__Work instructions__.
Reproduce word for word the stretch of the piece about coming to terms with a post-pregnancy body, from "The Way I Perceived" to "my changed body.".

__Document section__.

The Way I Perceived My Mumbod Changed When I Started Treating It Like A Work Of Art

26/05/2017 08:15 | Updated 26 May 2017
Hannah Greaves

mum bod

It's taken me about four years to come to terms with my changed body.

Four long years from the moment the stretch marks began appearing on my expanding belly. I no longer looked in the mirror and saw the body of a 17-year-old, the body I saw was alien to me. It didn't look like the bodies of the people I spent time with - my friends and fellow students. Their bodies did not swell and grow angry purple lines across their stomachs, thighs, breasts, backs and arms. Their bodies did not betray the rules of youthful elasticity. Their bodies certainly didn't have questionable pelvic floors that woke them three times a night. I ultimately wanted my body to be 'normal' - a 'normal' based on my peers and other women my age on TV or in magazines. I wanted to be given the opportunity to behave, look, and feel like all other people my age. My post-pregnancy body did not fit this ideal - while everyone around me drank and partied the only thing I could do was eat, which perhaps contributed to my expanding stomach.

__Given material__.
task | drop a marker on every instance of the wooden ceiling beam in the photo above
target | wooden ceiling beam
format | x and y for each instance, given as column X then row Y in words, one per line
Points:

__Output for this task__.
The Way I Perceived My Mumbod Changed When I Started Treating It Like A Work Of Art

26/05/2017 08:15 | Updated 26 May 2017
Hannah Greaves

mum bod

It's taken me about four years to come to terms with my changed body.